Begin at the line below that has "Target: bare tree trunk" and stop after the line that has "Put a point on every instance of the green tree.". Please restate only those lines, word for word.
━━━ Information supplied ━━━
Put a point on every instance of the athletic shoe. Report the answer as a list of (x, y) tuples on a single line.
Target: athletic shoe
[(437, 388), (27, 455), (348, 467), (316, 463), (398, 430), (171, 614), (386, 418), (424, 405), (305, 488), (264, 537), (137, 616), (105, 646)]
━━━
━━━ Information supplied ━━━
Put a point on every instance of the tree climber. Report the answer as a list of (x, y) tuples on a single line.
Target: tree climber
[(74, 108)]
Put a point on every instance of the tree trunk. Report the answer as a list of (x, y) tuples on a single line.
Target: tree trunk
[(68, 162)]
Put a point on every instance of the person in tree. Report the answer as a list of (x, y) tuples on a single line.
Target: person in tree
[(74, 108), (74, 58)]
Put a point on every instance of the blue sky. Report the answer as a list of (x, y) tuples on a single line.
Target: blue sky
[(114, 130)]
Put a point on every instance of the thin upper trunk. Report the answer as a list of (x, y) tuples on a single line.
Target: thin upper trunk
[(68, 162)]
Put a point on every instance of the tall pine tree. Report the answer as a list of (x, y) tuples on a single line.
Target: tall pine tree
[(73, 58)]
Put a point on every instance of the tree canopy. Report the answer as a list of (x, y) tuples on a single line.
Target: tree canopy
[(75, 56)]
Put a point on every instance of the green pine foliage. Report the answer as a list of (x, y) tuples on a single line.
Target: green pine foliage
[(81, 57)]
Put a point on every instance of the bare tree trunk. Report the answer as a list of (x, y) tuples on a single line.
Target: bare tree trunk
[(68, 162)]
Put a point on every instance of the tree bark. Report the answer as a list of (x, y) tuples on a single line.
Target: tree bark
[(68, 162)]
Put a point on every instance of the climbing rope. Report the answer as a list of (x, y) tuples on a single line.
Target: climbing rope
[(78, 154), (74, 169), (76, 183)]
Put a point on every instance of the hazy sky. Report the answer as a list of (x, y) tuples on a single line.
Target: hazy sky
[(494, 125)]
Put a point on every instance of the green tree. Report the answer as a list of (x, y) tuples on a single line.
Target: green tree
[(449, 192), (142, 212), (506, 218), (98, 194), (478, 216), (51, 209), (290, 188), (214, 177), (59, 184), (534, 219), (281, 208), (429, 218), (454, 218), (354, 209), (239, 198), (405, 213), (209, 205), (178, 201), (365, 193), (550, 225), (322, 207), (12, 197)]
━━━
**Result for this task:**
Target: bare tree trunk
[(68, 162)]
Put a point on every instance of the tree bark. Report the answer as a list of (x, y) tuples on a single line.
Target: tree bark
[(68, 162)]
Put a point on every instance of the climbing rope. Report the answer as a list of (x, y) tuples on a single line.
Target: climbing rope
[(78, 154), (74, 169), (76, 183)]
Put a point on every instance of the hazy sky. Report the answer as a list of (x, y) tuples on a single line.
Target: hazy sky
[(494, 125)]
Put a point on every instance of the green tree. Report the answer as a list of (x, y) tuples on a single line.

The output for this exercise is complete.